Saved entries
_ _ _ _
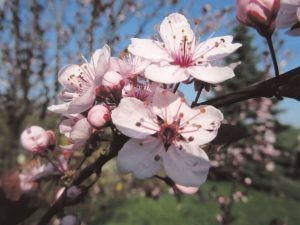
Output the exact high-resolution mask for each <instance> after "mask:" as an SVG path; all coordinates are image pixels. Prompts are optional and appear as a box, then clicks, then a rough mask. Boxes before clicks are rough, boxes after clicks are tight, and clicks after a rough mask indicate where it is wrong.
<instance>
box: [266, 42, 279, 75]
mask: <svg viewBox="0 0 300 225" xmlns="http://www.w3.org/2000/svg"><path fill="white" fill-rule="evenodd" d="M266 39H267V42H268V46H269V50H270V53H271V57H272V61H273V66H274V70H275V76H276V77H277V76H279V69H278V63H277V59H276V53H275V50H274V46H273V42H272V36H269V37H266Z"/></svg>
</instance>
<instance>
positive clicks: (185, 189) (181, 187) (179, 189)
mask: <svg viewBox="0 0 300 225" xmlns="http://www.w3.org/2000/svg"><path fill="white" fill-rule="evenodd" d="M174 188H175V190H176V191H178V192H179V193H182V194H187V195H192V194H195V193H196V192H197V191H198V190H199V187H186V186H183V185H180V184H175V187H174Z"/></svg>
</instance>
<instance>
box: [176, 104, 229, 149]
mask: <svg viewBox="0 0 300 225" xmlns="http://www.w3.org/2000/svg"><path fill="white" fill-rule="evenodd" d="M181 108H182V112H183V115H184V116H183V118H182V119H181V123H180V126H182V130H181V132H180V134H181V135H182V136H183V137H184V138H185V139H186V140H189V139H190V140H192V141H191V144H195V145H196V146H200V145H203V144H206V143H209V142H210V141H212V140H213V139H214V138H215V137H216V135H217V132H218V128H219V127H220V125H221V121H222V120H223V114H222V112H221V111H220V110H218V109H216V108H215V107H213V106H201V107H198V108H197V109H195V108H194V109H185V105H182V106H181ZM190 153H192V152H190ZM192 154H193V153H192Z"/></svg>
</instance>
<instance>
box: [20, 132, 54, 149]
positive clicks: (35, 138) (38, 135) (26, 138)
mask: <svg viewBox="0 0 300 225" xmlns="http://www.w3.org/2000/svg"><path fill="white" fill-rule="evenodd" d="M53 142H55V135H54V134H53V133H52V132H50V131H45V130H44V129H43V128H42V127H39V126H31V127H29V128H26V129H25V130H24V131H23V132H22V134H21V144H22V146H23V147H24V148H25V149H26V150H28V151H31V152H39V153H40V152H43V151H45V150H46V149H47V148H48V146H49V145H50V144H52V143H53Z"/></svg>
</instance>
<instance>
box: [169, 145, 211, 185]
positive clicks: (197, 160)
mask: <svg viewBox="0 0 300 225" xmlns="http://www.w3.org/2000/svg"><path fill="white" fill-rule="evenodd" d="M163 166H164V169H165V171H166V173H167V175H168V176H169V177H170V178H171V179H172V180H174V181H175V183H177V184H180V185H183V186H189V187H198V186H199V185H201V184H203V183H204V182H205V181H206V177H207V174H208V170H209V160H208V157H207V156H206V157H196V156H193V155H191V154H188V153H186V152H184V151H181V150H179V149H176V148H175V147H174V146H173V145H172V146H170V148H169V149H168V151H167V153H166V154H165V155H164V156H163Z"/></svg>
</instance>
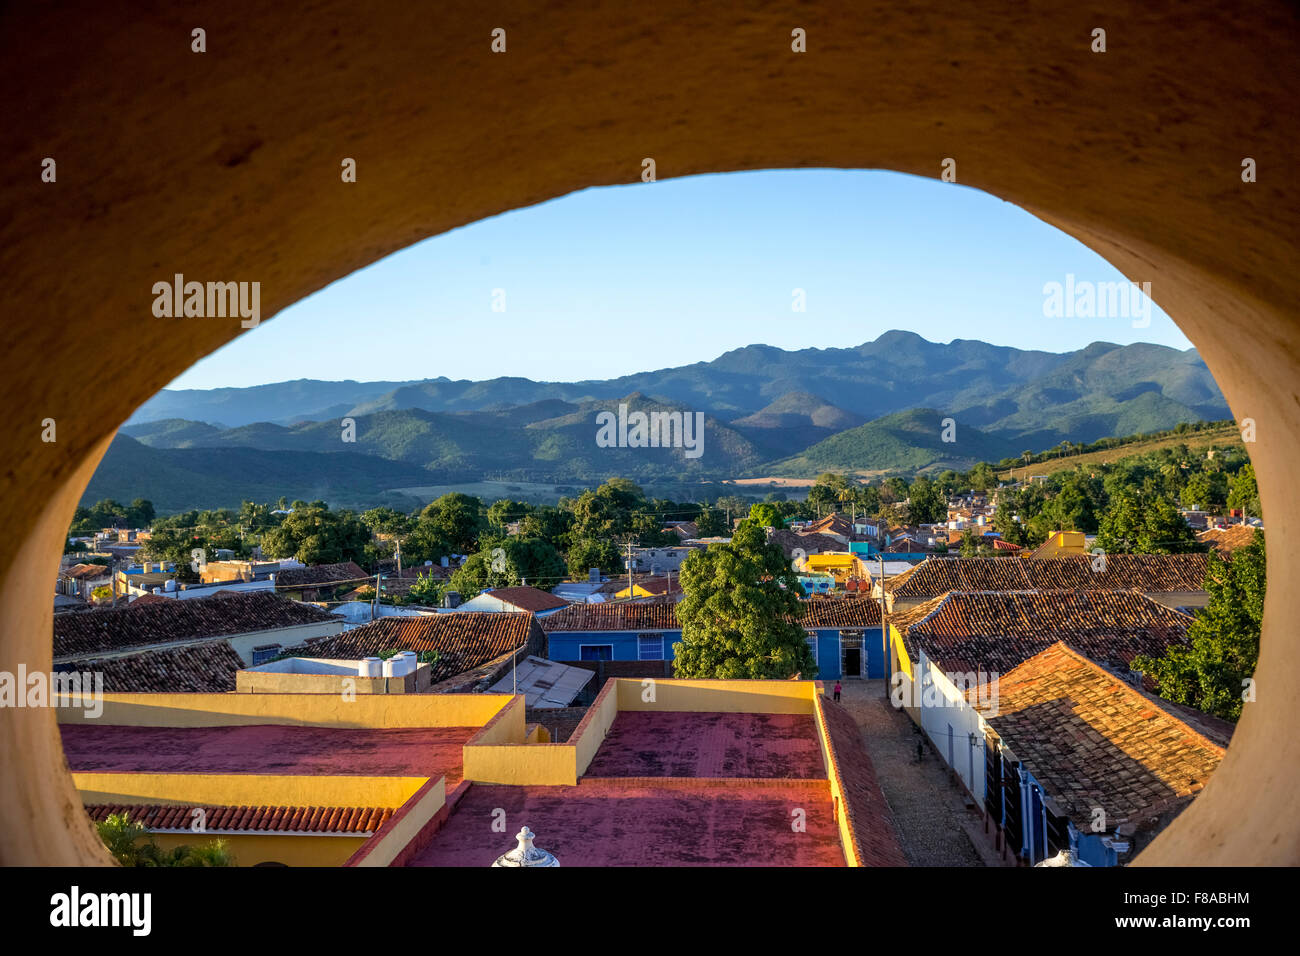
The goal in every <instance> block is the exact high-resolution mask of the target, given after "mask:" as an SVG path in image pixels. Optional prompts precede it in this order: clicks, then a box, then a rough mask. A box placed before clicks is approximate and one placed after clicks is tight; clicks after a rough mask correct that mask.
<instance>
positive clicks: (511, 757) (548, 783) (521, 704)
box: [461, 697, 578, 786]
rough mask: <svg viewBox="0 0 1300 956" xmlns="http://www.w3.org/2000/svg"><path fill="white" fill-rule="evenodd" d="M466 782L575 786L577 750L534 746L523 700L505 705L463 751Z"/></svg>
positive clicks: (572, 748)
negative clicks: (529, 733) (525, 718)
mask: <svg viewBox="0 0 1300 956" xmlns="http://www.w3.org/2000/svg"><path fill="white" fill-rule="evenodd" d="M461 754H463V762H464V778H465V779H467V780H474V782H476V783H508V784H516V786H526V784H538V786H550V784H569V786H572V784H575V783H577V774H578V771H577V761H576V756H575V747H573V744H572V743H567V744H549V743H532V741H529V740H528V730H526V726H525V723H524V698H523V697H515V698H512V700H511V701H510V702H508V704H506V705H504V706H503V708H502V709H500V710H499V711H498V713H497V715H495V717H493V719H491V721H489V722H487V723H486V724H485V726H484V727H482V730H480V731H478V732H477V734H474V735H473V736H472V737H471V739H469V740H468V741H465V745H464V748H463V749H461Z"/></svg>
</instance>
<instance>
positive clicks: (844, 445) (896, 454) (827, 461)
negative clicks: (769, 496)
mask: <svg viewBox="0 0 1300 956" xmlns="http://www.w3.org/2000/svg"><path fill="white" fill-rule="evenodd" d="M945 418H949V416H946V415H943V414H941V412H937V411H935V410H933V408H915V410H913V411H905V412H898V414H897V415H887V416H884V418H880V419H876V420H875V421H868V423H867V424H865V425H858V427H857V428H850V429H848V431H845V432H840V433H839V434H836V436H833V437H831V438H827V440H826V441H822V442H818V444H816V445H814V446H813V447H810V449H806V450H805V451H803V453H801V454H798V455H794V457H793V458H788V459H785V460H784V462H777V463H776V464H775V466H772V468H771V472H772V473H774V475H777V476H785V477H807V476H813V475H816V473H820V472H823V471H854V472H865V473H883V472H915V471H920V470H923V468H931V467H944V468H970V467H971V466H974V464H976V463H979V462H985V460H993V462H996V460H1000V459H1002V458H1006V457H1009V455H1014V454H1017V453H1018V449H1017V447H1015V444H1014V442H1011V441H1008V440H1006V438H1000V437H997V436H992V434H985V433H984V432H982V431H979V429H976V428H971V427H970V425H965V424H962V423H961V421H959V420H958V421H957V425H956V432H954V434H953V437H954V438H956V441H952V442H945V441H944V440H943V432H944V425H943V420H944V419H945Z"/></svg>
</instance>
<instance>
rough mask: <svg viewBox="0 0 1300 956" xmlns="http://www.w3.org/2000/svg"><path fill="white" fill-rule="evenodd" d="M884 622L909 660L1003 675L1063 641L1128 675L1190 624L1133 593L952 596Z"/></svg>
mask: <svg viewBox="0 0 1300 956" xmlns="http://www.w3.org/2000/svg"><path fill="white" fill-rule="evenodd" d="M889 623H891V626H893V627H896V628H898V630H900V631H901V632H902V636H904V644H905V646H906V648H907V653H909V654H910V656H911V657H913V659H917V657H918V656H919V652H924V653H926V657H928V658H930V659H931V661H933V662H935V663H937V665H939V667H940V669H943V670H945V671H957V672H962V674H965V672H971V671H975V672H978V671H985V672H989V671H992V672H1001V674H1006V672H1008V671H1010V670H1011V669H1013V667H1017V666H1018V665H1021V663H1022V662H1024V661H1026V659H1028V658H1031V657H1034V656H1035V654H1037V653H1040V652H1041V650H1043V649H1045V648H1048V646H1050V645H1052V644H1056V643H1057V641H1061V640H1065V641H1067V643H1069V644H1070V645H1071V646H1073V648H1076V649H1078V650H1080V652H1083V653H1084V654H1087V656H1088V657H1089V658H1092V659H1093V661H1097V662H1099V663H1102V665H1105V666H1106V667H1110V669H1115V670H1126V669H1127V666H1128V662H1130V661H1131V659H1132V658H1134V657H1135V656H1136V654H1152V656H1156V657H1161V656H1164V653H1165V652H1166V650H1167V649H1169V646H1170V645H1173V644H1184V643H1186V641H1187V627H1188V626H1190V624H1191V623H1192V619H1191V618H1190V617H1187V615H1186V614H1182V613H1179V611H1175V610H1173V609H1170V607H1165V606H1164V605H1161V604H1157V602H1156V601H1152V600H1151V598H1148V597H1145V596H1143V594H1141V593H1139V592H1136V591H1001V592H988V591H984V592H961V591H954V592H950V593H948V594H944V596H941V597H939V598H935V600H932V601H927V602H926V604H923V605H919V606H918V607H913V609H909V610H907V611H904V613H901V614H892V615H889Z"/></svg>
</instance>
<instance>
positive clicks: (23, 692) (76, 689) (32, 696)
mask: <svg viewBox="0 0 1300 956" xmlns="http://www.w3.org/2000/svg"><path fill="white" fill-rule="evenodd" d="M0 708H69V709H73V708H79V709H81V710H82V711H83V713H85V714H86V717H90V718H95V717H99V715H100V714H103V713H104V675H103V674H101V672H99V671H53V672H51V674H45V672H44V671H31V672H27V665H25V663H19V665H18V672H17V674H13V672H12V671H0Z"/></svg>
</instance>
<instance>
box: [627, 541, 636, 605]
mask: <svg viewBox="0 0 1300 956" xmlns="http://www.w3.org/2000/svg"><path fill="white" fill-rule="evenodd" d="M632 588H633V584H632V538H628V600H630V598H633V597H636V594H634V593H633V591H632Z"/></svg>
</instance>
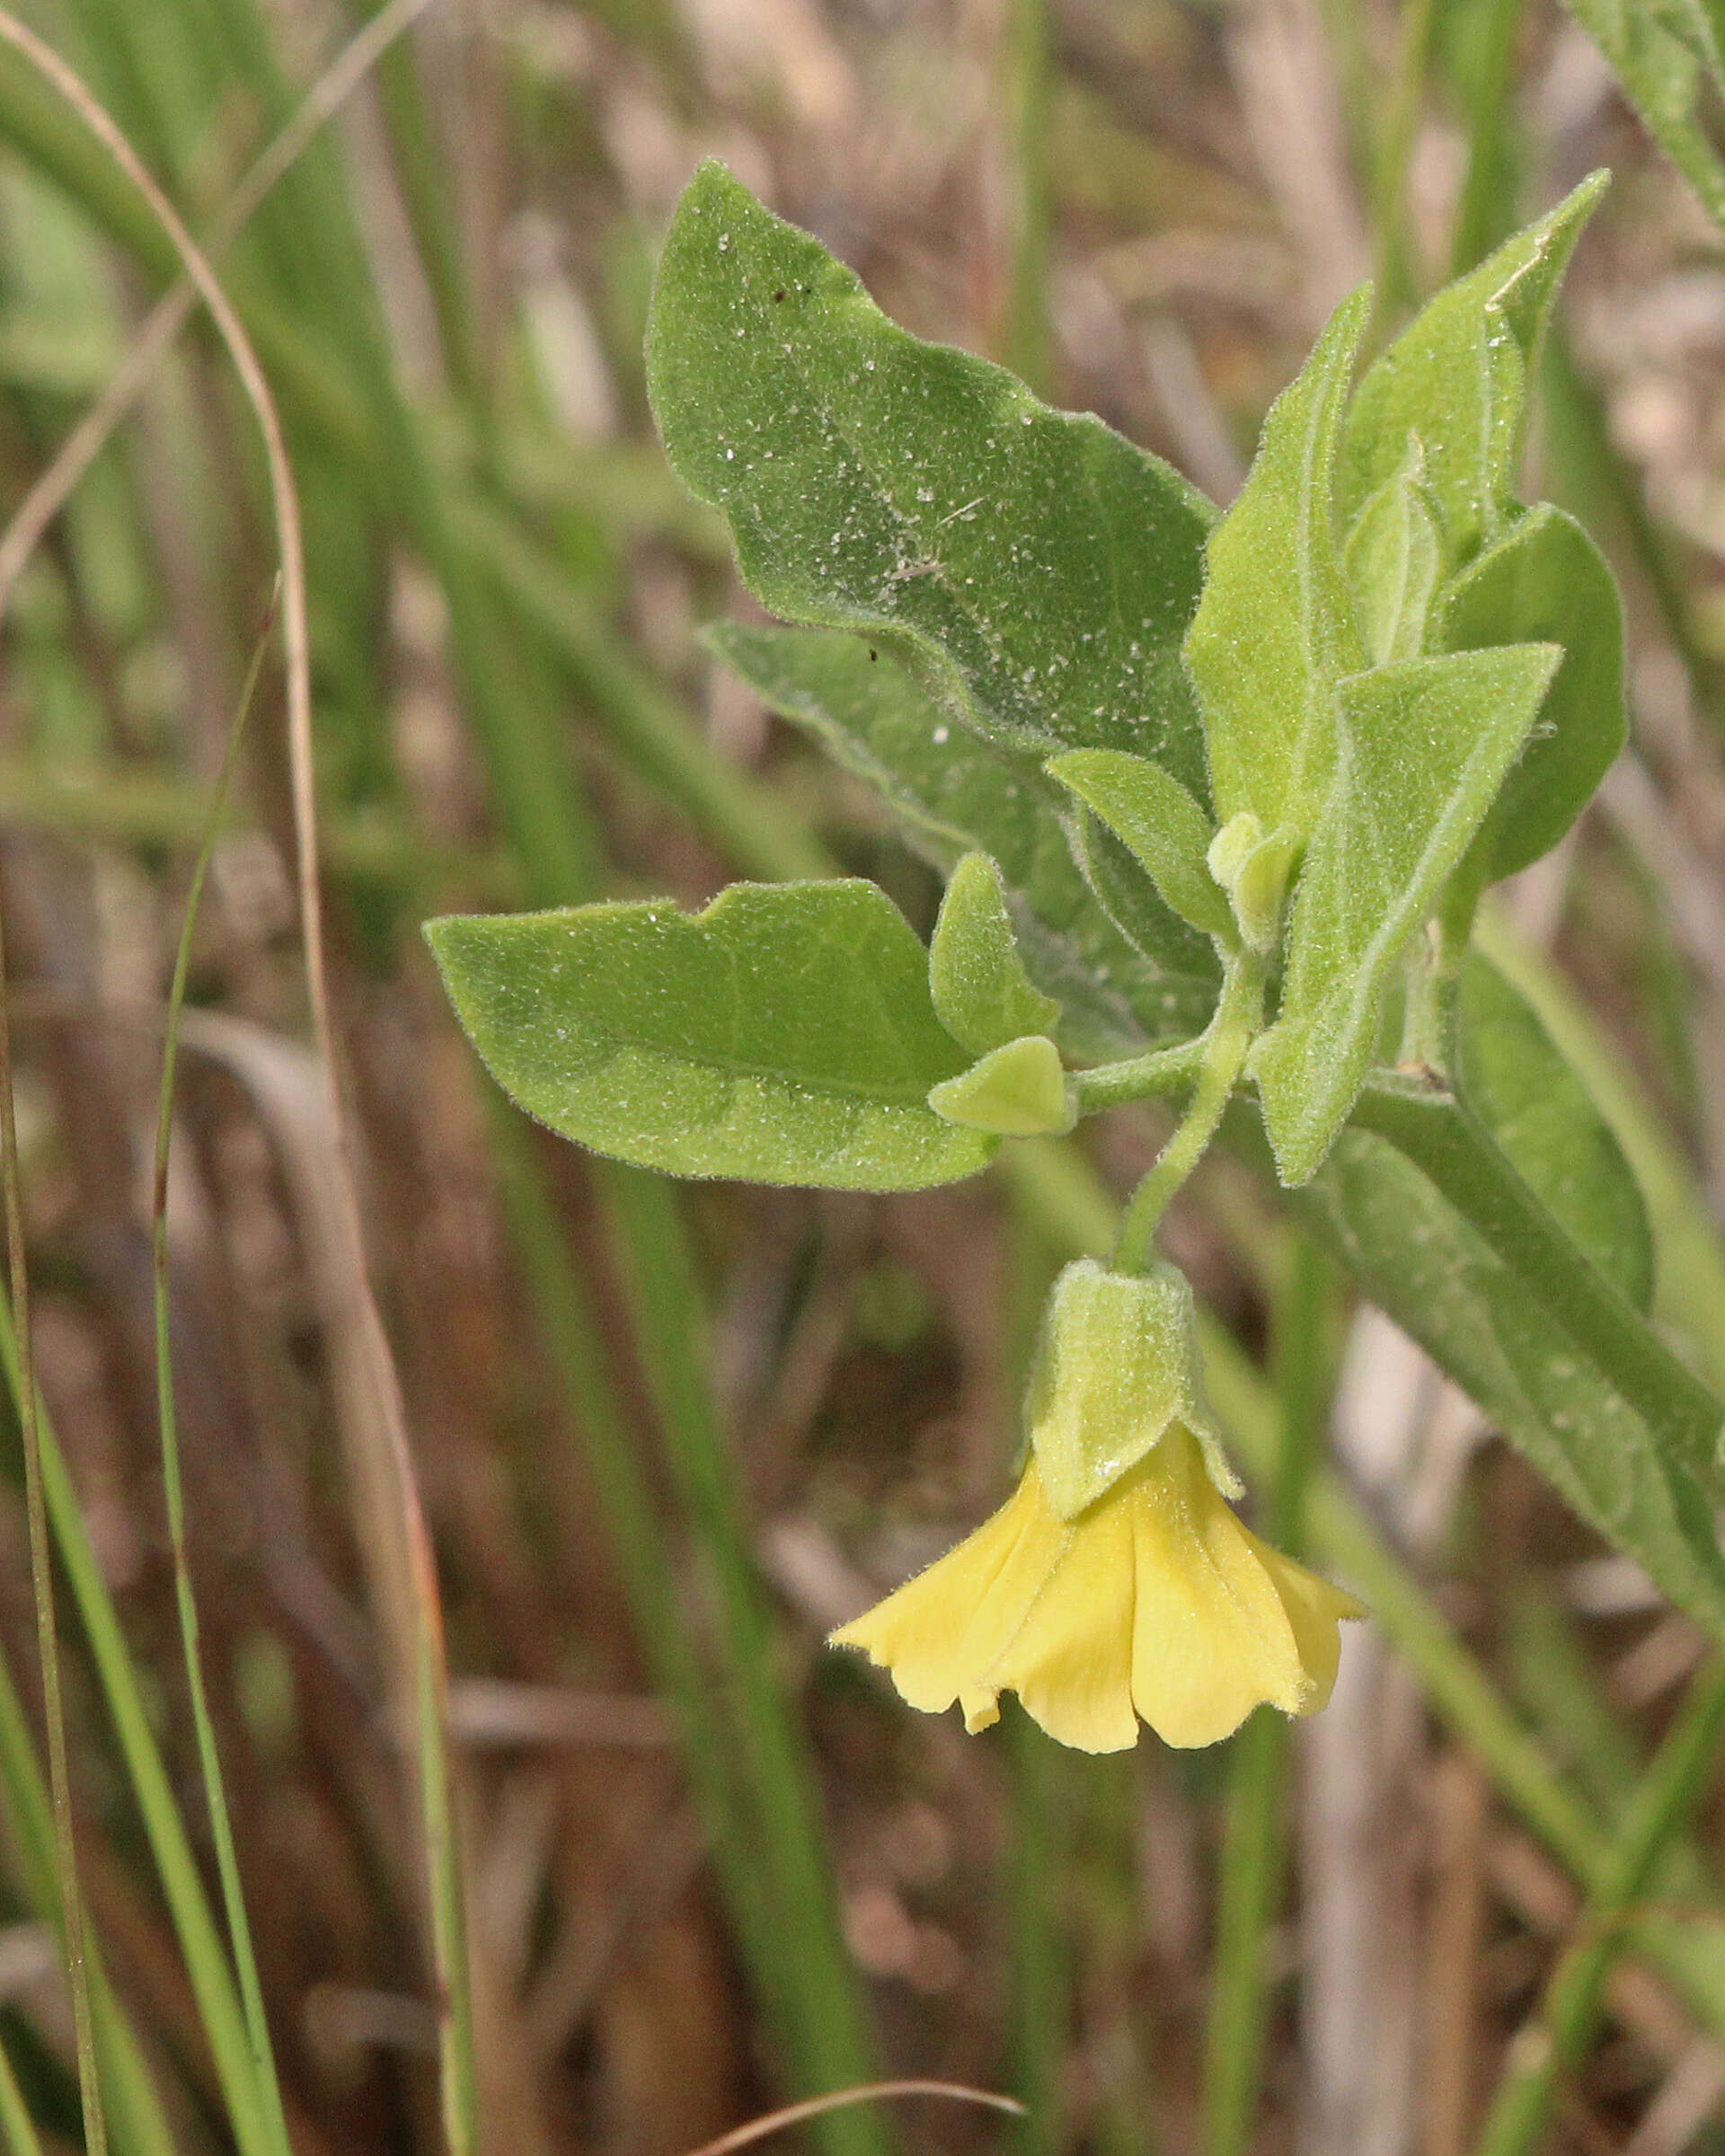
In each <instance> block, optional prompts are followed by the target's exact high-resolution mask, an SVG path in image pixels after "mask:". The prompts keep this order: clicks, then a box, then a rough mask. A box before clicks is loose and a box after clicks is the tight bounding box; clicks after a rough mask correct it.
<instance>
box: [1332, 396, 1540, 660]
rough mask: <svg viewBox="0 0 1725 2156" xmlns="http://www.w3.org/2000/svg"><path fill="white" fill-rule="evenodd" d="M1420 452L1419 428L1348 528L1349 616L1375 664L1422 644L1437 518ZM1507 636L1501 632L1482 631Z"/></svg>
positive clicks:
_ _ _ _
- **About this task**:
Your answer should consist solely of the lines above from the line with "The goal in" to the line with "positive clicks: (572, 748)", both included, reproduced exactly.

- **Reply**:
The goal in every <instance> block is the exact high-resolution mask of the target, given after "mask:" as an SVG path in image pixels. Optional prompts precede it in this order: clicks, then a box, then a rough mask. A box placed before clicks is approximate and one placed after clicks is tight; clicks after a rough mask correct that mask.
<instance>
positive clicks: (511, 757) (548, 783) (521, 704)
box: [461, 697, 578, 786]
rough mask: <svg viewBox="0 0 1300 956" xmlns="http://www.w3.org/2000/svg"><path fill="white" fill-rule="evenodd" d="M466 782L575 786L577 750L534 746L523 700L505 705L463 751Z"/></svg>
positive clicks: (572, 748)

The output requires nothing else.